SELECTED EXCERPT START

Beyond object recognition and object localization in images, the computer vision community has recently focused on abstract features of images such as safety perception, memorability, style and virality. These studies recognised that these abstract image attributes are localised in specific parts of the image. On this study we focus on image virality, the property of an image to spread quickly and become popular in social networks. The goal is to identify salient regions of the image and classify viral versus non-viral images.




Unsupervised tube extraction using transductive learning and dense trajectories

Mihai - Marian Puscas

Deep Nets, Unsupervised and Semi-Supervised Learning

Supervised methods have reached the highest performance in core areas of computer vision such as object detection, but their use is limited by the amount of training data that can be effectively annotated. The goal of this research is to reduce or even nullify the amount of human supervision needed to use these methods, transforming them into weakly supervised or even unsupervised systems.




Multi-modal deep learning architectures for video content understanding

Swathikiran Sudhakaran

computer vision, deep learning, activity recognition, multimedia content understanding

Deep learning architectures for computer vision applications typically require huge amount of manually annotated data to be applied effectively on a given task. An enormous and ever growing number of images and videos with additional information such as tags, captions, comments, etc. are available in the internet. Adopting a multi-modal approach by integrating this textual data with the visual information present in the images can enable the machines in learning a richer representation of the visual content. These metadata can also be used to provide a form of weak supervision for feature learning. In this way, the most important limitation faced by most of the existing deep learning architectures for vision, the requirement of huge quantity of labeled data, can be addressed. The objective of this PhD study is to develop deep learning architectures for vision understanding, by leveraging the availability of textual data present with images and videos.

SELECTED EXCERPT END
INFORMATION START

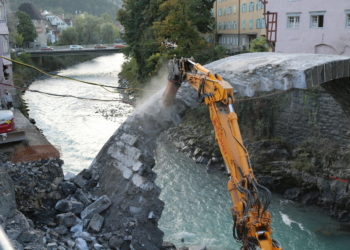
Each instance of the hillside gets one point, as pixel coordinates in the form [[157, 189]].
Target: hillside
[[95, 7]]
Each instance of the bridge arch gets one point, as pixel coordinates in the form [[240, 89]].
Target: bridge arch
[[124, 165], [252, 72]]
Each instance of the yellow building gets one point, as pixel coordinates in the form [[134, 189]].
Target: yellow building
[[238, 22]]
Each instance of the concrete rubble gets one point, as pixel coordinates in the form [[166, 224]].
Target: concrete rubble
[[114, 203]]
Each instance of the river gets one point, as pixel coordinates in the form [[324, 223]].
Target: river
[[197, 204]]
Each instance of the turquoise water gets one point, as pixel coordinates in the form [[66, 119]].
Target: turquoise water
[[197, 210], [196, 203]]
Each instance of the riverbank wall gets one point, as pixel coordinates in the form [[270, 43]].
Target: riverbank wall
[[298, 143]]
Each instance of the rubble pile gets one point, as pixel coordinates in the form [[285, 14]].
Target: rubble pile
[[63, 212]]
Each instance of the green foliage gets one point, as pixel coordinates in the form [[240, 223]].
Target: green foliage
[[105, 18], [59, 7], [150, 24], [107, 33], [259, 45], [22, 73], [25, 27], [16, 38], [68, 36], [183, 26], [129, 72], [91, 29], [210, 54]]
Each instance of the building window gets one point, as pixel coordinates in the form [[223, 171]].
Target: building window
[[2, 12], [5, 45], [317, 19], [258, 5], [293, 22], [251, 6], [347, 21], [244, 7]]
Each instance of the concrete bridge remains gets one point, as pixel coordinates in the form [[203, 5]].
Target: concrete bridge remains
[[123, 167]]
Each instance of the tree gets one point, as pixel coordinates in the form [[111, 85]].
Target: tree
[[107, 33], [184, 27], [149, 24], [259, 45], [79, 25], [91, 29], [105, 18], [68, 36], [25, 27], [137, 17]]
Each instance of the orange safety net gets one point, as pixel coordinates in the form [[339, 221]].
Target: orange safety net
[[34, 153]]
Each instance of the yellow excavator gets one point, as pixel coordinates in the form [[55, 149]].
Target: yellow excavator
[[250, 199]]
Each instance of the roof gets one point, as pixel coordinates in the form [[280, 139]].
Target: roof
[[31, 11], [3, 29]]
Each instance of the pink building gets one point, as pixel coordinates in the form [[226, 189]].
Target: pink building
[[5, 65], [312, 26]]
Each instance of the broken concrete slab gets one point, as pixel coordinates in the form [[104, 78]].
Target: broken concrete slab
[[96, 223], [98, 206], [251, 72], [67, 219]]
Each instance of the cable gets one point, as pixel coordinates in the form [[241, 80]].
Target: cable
[[68, 78], [71, 96]]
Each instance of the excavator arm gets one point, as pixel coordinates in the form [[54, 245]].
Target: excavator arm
[[250, 200]]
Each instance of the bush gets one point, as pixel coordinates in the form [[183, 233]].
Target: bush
[[259, 45]]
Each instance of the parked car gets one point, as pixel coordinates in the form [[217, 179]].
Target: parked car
[[119, 45], [46, 48], [8, 132], [100, 46], [75, 47]]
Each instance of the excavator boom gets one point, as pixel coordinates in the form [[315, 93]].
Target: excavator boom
[[250, 199]]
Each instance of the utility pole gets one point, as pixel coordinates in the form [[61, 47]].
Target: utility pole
[[239, 22]]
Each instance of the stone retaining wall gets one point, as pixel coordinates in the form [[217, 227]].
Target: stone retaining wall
[[311, 114]]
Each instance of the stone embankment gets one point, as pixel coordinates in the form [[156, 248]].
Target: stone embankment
[[42, 209], [307, 163], [97, 209]]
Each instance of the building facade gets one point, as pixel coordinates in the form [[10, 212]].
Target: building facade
[[5, 65], [238, 22], [305, 26], [38, 22]]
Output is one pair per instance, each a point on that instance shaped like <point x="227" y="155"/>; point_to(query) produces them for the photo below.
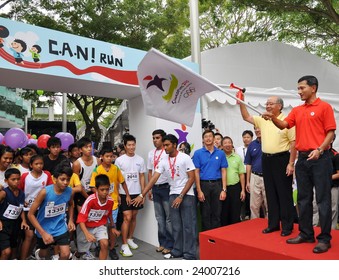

INFORMATION END

- YOUR ASSIGNMENT: Write out the portion of the research summaries running from "Beyond object recognition" to "versus non-viral images.", word for word. The data are not needed for this exercise.

- ANSWER TO THIS PROBLEM:
Beyond object recognition and object localization in images, the computer vision community has recently focused on abstract features of images such as safety perception, memorability, style and virality. These studies recognised that these abstract image attributes are localised in specific parts of the image. On this study we focus on image virality, the property of an image to spread quickly and become popular in social networks. The goal is to identify salient regions of the image and classify viral versus non-viral images.